======== RECORDS SHOWN ========

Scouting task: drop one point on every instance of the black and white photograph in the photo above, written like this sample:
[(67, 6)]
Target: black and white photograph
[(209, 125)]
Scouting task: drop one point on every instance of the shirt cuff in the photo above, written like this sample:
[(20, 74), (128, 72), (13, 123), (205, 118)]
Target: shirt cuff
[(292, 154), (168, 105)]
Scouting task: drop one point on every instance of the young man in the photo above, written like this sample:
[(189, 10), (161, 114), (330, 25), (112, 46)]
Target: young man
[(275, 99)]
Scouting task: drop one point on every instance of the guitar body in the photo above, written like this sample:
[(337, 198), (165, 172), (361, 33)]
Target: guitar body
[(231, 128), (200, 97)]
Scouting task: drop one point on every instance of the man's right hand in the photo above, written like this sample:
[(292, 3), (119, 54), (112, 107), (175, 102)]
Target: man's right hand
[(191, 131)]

========
======== RECORDS SHOWN ========

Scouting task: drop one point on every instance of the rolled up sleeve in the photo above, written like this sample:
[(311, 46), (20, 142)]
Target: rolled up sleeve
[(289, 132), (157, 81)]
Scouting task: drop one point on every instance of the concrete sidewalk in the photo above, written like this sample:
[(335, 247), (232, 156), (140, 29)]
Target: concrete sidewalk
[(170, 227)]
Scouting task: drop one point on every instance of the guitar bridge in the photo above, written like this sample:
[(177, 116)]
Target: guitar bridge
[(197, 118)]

========

PROBLEM DETAILS:
Copy the records word for word, starting at the line containing "Scouting task: drop one point on every instance of the concrete" and ending at the line containing "[(197, 118)]", with both of those lines included.

SOLVED EXERCISE:
Scouting task: drop one point on every instance of the concrete sidewalk in the photo above, written like this sample:
[(335, 247), (232, 156), (140, 29)]
Target: concrete sidewalk
[(170, 227)]
Scouting task: drop one point on every instance of the guitar bridge in the photo above, written like this sample:
[(177, 116)]
Target: guitar bridge
[(197, 118)]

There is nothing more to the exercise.